→ **Task goal**
Begin at the line that has "of the forehead." and stop after the last line of the material. Reproduce every line in that span, requests included, with each coordinate in the answer points shifted up by 47 and the numbers in the requests and their samples left as they are.
%%
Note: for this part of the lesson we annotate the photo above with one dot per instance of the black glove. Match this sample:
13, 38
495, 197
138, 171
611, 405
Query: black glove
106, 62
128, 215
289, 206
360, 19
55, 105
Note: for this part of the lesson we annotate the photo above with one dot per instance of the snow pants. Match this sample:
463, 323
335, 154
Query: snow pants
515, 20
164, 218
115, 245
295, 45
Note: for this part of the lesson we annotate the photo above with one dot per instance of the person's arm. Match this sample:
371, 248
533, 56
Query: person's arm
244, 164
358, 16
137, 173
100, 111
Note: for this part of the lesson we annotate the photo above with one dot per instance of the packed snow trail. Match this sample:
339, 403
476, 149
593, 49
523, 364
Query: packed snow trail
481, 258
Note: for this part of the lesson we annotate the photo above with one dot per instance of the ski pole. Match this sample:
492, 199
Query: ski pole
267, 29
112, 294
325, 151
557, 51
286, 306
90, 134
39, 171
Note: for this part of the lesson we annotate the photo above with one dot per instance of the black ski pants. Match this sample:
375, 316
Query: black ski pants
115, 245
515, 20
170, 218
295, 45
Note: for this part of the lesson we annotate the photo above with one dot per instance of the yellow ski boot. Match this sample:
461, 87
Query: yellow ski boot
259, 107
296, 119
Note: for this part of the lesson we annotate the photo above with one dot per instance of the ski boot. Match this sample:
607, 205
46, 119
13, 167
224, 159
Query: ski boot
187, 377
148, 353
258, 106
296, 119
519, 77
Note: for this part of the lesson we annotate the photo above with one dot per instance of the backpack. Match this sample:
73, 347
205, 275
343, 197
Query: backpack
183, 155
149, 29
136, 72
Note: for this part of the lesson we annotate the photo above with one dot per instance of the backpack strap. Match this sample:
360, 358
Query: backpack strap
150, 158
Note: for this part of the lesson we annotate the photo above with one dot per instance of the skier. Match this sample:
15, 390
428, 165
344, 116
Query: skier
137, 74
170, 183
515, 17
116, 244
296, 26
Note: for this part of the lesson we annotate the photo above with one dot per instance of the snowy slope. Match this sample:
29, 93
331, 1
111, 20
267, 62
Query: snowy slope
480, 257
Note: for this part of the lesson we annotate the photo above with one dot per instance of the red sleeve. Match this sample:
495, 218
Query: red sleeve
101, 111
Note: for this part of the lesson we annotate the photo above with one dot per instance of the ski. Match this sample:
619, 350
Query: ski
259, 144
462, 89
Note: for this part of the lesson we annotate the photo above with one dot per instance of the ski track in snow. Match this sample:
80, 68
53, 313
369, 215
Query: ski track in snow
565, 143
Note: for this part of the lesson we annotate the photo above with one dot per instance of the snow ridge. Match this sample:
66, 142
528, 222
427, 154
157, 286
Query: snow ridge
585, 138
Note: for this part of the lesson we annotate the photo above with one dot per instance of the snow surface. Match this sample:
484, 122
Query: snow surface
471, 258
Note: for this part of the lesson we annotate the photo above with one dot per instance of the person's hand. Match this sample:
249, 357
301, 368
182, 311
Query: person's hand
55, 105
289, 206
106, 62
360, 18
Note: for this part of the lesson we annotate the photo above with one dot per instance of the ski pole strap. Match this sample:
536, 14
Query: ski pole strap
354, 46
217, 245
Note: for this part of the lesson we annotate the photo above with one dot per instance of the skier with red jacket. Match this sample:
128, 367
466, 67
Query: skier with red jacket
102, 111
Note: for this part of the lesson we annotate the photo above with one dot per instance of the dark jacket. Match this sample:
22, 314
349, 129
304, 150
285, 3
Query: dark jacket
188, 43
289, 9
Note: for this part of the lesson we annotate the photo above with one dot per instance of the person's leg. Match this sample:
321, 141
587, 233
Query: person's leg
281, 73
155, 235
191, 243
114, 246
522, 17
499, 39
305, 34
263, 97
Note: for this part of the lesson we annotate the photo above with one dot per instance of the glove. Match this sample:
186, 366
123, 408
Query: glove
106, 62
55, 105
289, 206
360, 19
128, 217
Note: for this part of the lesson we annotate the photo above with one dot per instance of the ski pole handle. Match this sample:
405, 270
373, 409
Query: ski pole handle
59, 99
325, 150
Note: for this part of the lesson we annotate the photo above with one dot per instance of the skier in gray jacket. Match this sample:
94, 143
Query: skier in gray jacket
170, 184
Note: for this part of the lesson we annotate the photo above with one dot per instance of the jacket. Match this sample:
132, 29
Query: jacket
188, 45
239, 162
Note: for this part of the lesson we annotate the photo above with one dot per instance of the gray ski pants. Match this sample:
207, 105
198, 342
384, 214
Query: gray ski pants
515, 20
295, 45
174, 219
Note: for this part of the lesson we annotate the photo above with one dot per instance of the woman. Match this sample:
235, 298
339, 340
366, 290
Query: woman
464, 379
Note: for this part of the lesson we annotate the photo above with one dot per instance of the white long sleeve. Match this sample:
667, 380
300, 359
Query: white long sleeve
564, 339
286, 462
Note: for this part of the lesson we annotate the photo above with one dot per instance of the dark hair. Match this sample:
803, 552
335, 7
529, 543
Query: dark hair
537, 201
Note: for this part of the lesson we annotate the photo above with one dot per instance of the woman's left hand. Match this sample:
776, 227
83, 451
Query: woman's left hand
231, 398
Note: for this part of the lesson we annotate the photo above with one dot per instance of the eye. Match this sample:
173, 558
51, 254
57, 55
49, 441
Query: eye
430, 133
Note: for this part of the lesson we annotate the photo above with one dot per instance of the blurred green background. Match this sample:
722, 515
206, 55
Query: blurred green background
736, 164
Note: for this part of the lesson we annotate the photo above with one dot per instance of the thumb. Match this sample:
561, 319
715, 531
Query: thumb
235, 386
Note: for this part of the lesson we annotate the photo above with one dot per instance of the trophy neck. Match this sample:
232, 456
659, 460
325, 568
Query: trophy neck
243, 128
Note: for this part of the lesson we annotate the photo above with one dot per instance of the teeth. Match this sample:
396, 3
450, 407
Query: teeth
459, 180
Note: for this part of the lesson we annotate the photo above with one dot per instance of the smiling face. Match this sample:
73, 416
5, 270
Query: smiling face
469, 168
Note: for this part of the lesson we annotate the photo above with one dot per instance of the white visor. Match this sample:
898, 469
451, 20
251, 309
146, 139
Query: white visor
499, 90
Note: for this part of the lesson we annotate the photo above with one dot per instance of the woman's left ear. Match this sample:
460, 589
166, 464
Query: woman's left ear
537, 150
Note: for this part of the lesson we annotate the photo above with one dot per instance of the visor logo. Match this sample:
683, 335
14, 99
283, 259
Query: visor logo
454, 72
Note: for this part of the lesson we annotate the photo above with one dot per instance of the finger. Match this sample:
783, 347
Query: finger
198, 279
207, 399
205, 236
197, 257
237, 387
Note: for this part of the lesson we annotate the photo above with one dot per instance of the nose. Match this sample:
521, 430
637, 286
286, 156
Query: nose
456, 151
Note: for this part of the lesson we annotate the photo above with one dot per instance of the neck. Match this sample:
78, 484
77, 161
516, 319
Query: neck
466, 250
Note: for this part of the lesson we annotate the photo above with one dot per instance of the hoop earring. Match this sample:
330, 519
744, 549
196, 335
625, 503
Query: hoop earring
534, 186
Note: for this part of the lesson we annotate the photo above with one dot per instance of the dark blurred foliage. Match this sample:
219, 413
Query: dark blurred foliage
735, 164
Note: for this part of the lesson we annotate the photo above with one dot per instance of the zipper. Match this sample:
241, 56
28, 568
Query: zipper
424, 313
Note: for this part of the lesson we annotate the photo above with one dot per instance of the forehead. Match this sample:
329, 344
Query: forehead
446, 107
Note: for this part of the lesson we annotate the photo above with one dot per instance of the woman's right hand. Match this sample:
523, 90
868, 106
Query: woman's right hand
%%
→ **Expected output**
Note: for this part of the lesson we annotate the photo above with one dot per instance of the forehead. Match this sample:
329, 344
Query: forehead
493, 154
Note: for this part of the lesson we annotate the photo above with one dot per instance of the woman's right hand. Match this sample:
523, 90
868, 106
Query: woman's right hand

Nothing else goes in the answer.